All the lines below need to be output exactly, apart from any images.
:::
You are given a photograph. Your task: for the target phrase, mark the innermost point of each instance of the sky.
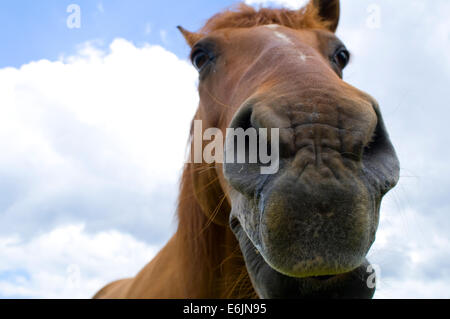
(84, 197)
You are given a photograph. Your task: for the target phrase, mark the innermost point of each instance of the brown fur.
(203, 259)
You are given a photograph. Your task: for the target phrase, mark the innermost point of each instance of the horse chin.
(271, 284)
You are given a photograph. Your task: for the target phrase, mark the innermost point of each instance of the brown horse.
(304, 231)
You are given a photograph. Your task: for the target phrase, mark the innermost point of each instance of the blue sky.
(87, 198)
(33, 30)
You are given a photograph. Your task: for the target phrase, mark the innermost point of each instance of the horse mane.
(211, 254)
(244, 16)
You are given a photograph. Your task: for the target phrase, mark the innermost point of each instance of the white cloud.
(96, 139)
(68, 262)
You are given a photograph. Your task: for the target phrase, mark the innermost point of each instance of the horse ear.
(190, 37)
(329, 11)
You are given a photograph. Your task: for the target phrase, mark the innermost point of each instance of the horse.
(304, 231)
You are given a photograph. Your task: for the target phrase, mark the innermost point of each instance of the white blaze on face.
(303, 57)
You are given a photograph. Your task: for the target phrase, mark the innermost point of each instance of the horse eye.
(341, 58)
(200, 59)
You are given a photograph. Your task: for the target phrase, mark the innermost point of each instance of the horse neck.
(209, 254)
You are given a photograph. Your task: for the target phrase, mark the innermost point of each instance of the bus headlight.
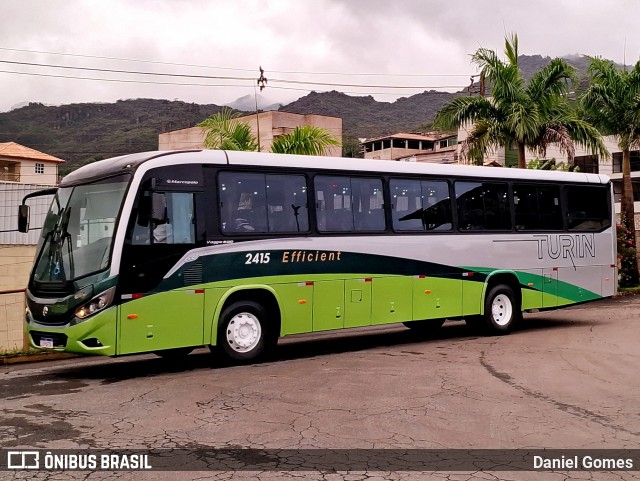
(98, 303)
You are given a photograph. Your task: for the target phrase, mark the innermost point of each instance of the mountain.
(82, 133)
(247, 103)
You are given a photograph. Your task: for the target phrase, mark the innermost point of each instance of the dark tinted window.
(258, 203)
(287, 204)
(537, 207)
(588, 208)
(368, 204)
(349, 204)
(483, 206)
(420, 205)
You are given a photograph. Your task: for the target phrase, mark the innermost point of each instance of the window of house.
(349, 204)
(634, 161)
(587, 163)
(588, 208)
(537, 207)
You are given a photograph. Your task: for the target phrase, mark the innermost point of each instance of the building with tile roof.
(20, 164)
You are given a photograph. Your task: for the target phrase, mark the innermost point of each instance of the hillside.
(82, 133)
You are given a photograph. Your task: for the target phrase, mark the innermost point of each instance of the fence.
(16, 257)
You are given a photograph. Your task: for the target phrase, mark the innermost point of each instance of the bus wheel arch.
(502, 304)
(248, 324)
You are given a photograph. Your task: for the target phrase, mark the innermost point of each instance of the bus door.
(550, 287)
(328, 305)
(357, 294)
(392, 300)
(161, 321)
(151, 317)
(436, 297)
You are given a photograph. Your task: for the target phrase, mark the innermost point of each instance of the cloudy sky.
(209, 51)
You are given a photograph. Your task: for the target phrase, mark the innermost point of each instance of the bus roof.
(130, 163)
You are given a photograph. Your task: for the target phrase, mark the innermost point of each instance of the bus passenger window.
(243, 202)
(588, 208)
(333, 195)
(420, 205)
(179, 227)
(537, 207)
(287, 204)
(483, 206)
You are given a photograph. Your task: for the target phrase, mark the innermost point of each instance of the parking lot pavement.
(565, 379)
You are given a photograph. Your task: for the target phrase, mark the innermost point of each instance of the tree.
(528, 114)
(612, 103)
(225, 131)
(305, 140)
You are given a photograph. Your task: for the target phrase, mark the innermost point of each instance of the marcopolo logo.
(23, 460)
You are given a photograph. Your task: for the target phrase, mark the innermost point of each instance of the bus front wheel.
(501, 310)
(243, 331)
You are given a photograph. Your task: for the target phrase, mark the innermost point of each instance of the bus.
(164, 252)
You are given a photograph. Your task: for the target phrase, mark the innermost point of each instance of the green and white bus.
(166, 251)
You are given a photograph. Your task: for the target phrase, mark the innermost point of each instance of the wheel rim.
(501, 310)
(243, 332)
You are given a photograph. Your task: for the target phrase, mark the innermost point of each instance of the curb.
(6, 359)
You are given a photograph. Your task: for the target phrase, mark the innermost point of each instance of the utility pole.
(262, 82)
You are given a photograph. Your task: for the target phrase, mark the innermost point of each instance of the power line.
(204, 77)
(356, 74)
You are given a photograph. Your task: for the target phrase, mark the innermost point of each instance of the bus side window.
(588, 208)
(243, 202)
(334, 204)
(483, 206)
(179, 227)
(368, 203)
(287, 203)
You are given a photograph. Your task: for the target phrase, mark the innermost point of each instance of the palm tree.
(305, 140)
(612, 103)
(224, 131)
(530, 115)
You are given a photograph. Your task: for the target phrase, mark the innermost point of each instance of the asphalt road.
(565, 379)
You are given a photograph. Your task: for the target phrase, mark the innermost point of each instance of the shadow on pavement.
(110, 371)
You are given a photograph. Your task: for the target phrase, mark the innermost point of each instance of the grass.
(627, 291)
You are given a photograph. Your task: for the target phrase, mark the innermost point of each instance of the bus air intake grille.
(193, 275)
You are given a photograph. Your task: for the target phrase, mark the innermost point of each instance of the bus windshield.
(78, 230)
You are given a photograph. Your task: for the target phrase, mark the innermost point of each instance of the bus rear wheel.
(243, 332)
(501, 310)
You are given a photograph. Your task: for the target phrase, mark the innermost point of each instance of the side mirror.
(23, 218)
(158, 208)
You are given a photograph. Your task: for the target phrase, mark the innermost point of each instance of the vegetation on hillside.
(530, 114)
(612, 103)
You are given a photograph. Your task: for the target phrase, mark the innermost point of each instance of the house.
(430, 147)
(22, 170)
(27, 166)
(266, 126)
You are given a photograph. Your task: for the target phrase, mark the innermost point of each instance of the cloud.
(284, 36)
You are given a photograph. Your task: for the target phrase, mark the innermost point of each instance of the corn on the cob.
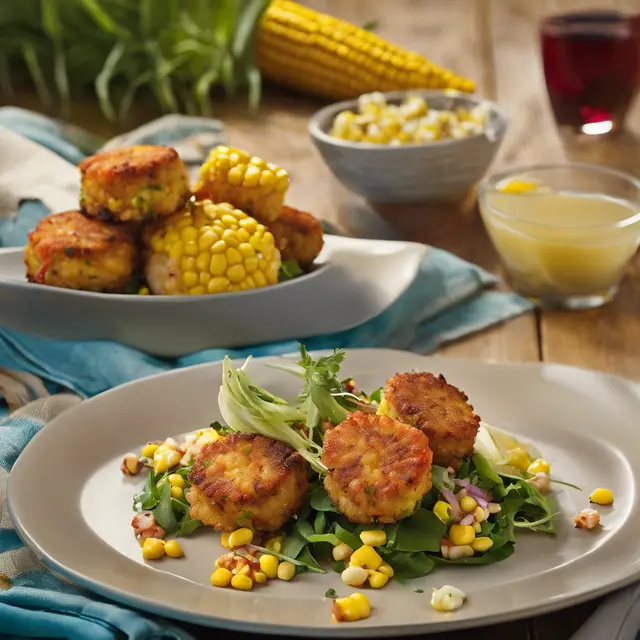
:::
▶ _Expected answer_
You are given a photograph. Your task: for the target phrase, mark the innermost point of each instance of the sky.
(84, 197)
You are given a photograph. Your task: for the target phrase, mark the innermost point of each instance of the brown fur.
(203, 259)
You are given a photograph. Your task: for the target phrase, mark the innermost point of each instance of the horse chin.
(271, 284)
You are given a photograph. Your task: for the target phrase, mark the innermost point of each instance of the brown horse.
(304, 231)
You are given a photograph. Your task: for the target phrase, mark the innermost point of each instance of the blue sky.
(87, 198)
(33, 30)
You are given a photograph. Your task: for the target phrase, mark the innermost point of each instance of the horse mane.
(211, 254)
(244, 16)
You are given a photograph. Your task: for the target phrase, mark the innermost point of each instance of the white cloud.
(96, 139)
(68, 262)
You are given a photograph. Your task: for the target phrase, mark the innermost point of each instance of the horse ear.
(190, 37)
(329, 11)
You are given a photograph. Your task: for the target phrase, mark the innermost point of each instance of the horse.
(304, 231)
You are given a photograph. Your task: for the target phrase, mark the innermost point of each instance of the white blaze on face.
(303, 57)
You are given a photograph. Your task: for the target phrase, mark the innermost point of each instance of the horse eye.
(341, 58)
(200, 59)
You are given a photograph. Your task: for the target phrase, mark the innermost point of each instance of the horse neck.
(209, 254)
You are given a photograph. Your task: for the target phrase, mark the innermost point of each instance of the bus headlight.
(98, 303)
You are given a photograph. Your task: for the target phrase, mark the innermost point of each instance of the mountain.
(82, 133)
(247, 103)
You are given a photograph. Your task: for the target phrase, mark the innermost point of each instance of the dark tinted window.
(258, 203)
(287, 204)
(537, 207)
(588, 208)
(368, 204)
(349, 204)
(483, 206)
(420, 205)
You are given a photograph. Your task: for the target phrase, mark the innermost point of each instance of the window of house.
(349, 204)
(634, 161)
(587, 163)
(588, 208)
(537, 207)
You are given a photograph. Your task: for the target phrase, mark the innermost point of each instance of the building with tile roof.
(20, 164)
You are given a photograph. Your task: for the target phrase, mark the innermost point of each instance of the hillside.
(82, 133)
You are given a photograph. Your task: for the target phrase, mark the innermost point of each instance of the fence.
(16, 257)
You are given a photograph. Your task: for the target phrase, mark the innermost point of each instance of the bus wheel arch.
(502, 304)
(248, 324)
You are given a photograph. Your task: for the target phrase, mark the innermost point of each instance of the bus door.
(550, 287)
(328, 305)
(357, 294)
(392, 300)
(161, 321)
(151, 317)
(436, 297)
You are given a photograph. Your task: for the target phrase, mark the innermost point of each instance of the cloudy sky.
(209, 51)
You are given a photograph. Your task: for the target phrase, mark the innermost point of each instance of the bus roof.
(130, 163)
You are given a photograph. Your task: for the target phrase, mark the innermost point of each instance of the bus passenger window.
(243, 202)
(588, 208)
(333, 195)
(420, 205)
(179, 227)
(537, 207)
(287, 204)
(483, 206)
You are given a photograph. Your task: for the target phrase, mark the innermost point of each instance of the parking lot pavement.
(565, 379)
You are given a photograph. Your task: for the target phrase, mark the innermost point of each instance of the tree.
(528, 114)
(612, 103)
(225, 131)
(305, 140)
You are given a photograph. Your task: for the target phrase, mark the innermost point of each instance of the marcopolo logo.
(23, 460)
You are given a photograph. Your task: for the target phrase, mark the innermost point of each instance of the bus front wheel.
(501, 310)
(243, 331)
You are given a photograph. Your task: for the target phrase, mark the innermost point of each instance of the bus.
(164, 252)
You are given a photograph. Your task: for the target phrase, mark the innermost point of each instance of the green and white bus.
(166, 251)
You are given a photograph. Your task: for the target phrase, mark the innermost point of each instance of the wheel rim.
(501, 310)
(243, 332)
You are given a photograph. Your task: for the target phrase, mark the innermost point of each instance of the curb.
(6, 359)
You are given a photograph. Your task: for the target phrase, mark the innermost point of each instance of the utility pole.
(262, 82)
You are given a photograph. Your task: for the target phrase, mark the innermost point of each instance of the power line.
(204, 77)
(356, 74)
You are given a photograph. Your task: for the target phrase, mark the innermost point of each instance of the bus side window.
(588, 208)
(243, 202)
(334, 204)
(483, 206)
(179, 227)
(368, 203)
(287, 203)
You are given a photograph. Your task: for the target phrase, mark the innermost point of each instance of the palm tree.
(305, 140)
(612, 103)
(224, 131)
(530, 115)
You are given a photograph. Your task: for the target phrase, mark the innermost point of each instance of the asphalt road.
(565, 379)
You are given a photograph. Your task: for the target phrase, mark the innermost point of each instance of the shadow on pavement.
(110, 371)
You are given a photograph. Your task: for the target phrase, mark the innermost point of each instance of the grass.
(627, 291)
You are given a photograph. Your task: for the target phrase, mark the innermost point of each instance of the bus air intake grille.
(193, 275)
You are given a photograph. Your task: for the target phrase, mark the innermost point of each instance of the bus windshield.
(78, 230)
You are given a photograph. Your task: for the target phrase, mark the innermost point of each instance of the bus rear wheel.
(243, 332)
(501, 310)
You are given a photograph. Your task: for the target phrase, mark the innermost point of each instance of the side mirror.
(23, 218)
(158, 208)
You are given a photograph. Your task: for the target phrase, mark the innermost point of each instance of the vegetation on hillside.
(530, 114)
(612, 103)
You are given a photograph. Your task: for the target phrase, mark the innermost point of each instance of the house.
(430, 147)
(22, 170)
(27, 166)
(266, 126)
You are given a photograph. Your task: for the target phrase, mark the innermost point of each instance of the cloud.
(284, 36)
You are given a photograph. Your task: for the target phrase, mark the innermost point of each instance of the corn on the cob.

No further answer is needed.